• [REQUIREMENTS]:
Can you reproduce every line of the records below verbatim, leaving out the pictures?

• [Point annotation records]:
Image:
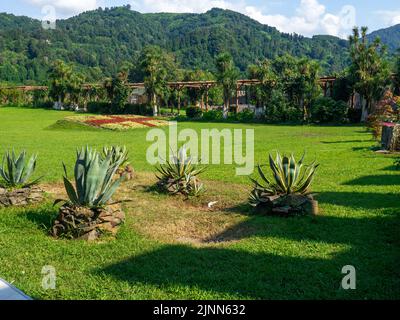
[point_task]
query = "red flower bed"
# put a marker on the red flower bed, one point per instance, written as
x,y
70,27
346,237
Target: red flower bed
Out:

• [PROBLEM SOLUTION]:
Image:
[point_task]
query = "red flower bed"
# put a marker on the red flower bed, one point per instance, written as
x,y
70,27
346,237
Target: red flower bed
Out:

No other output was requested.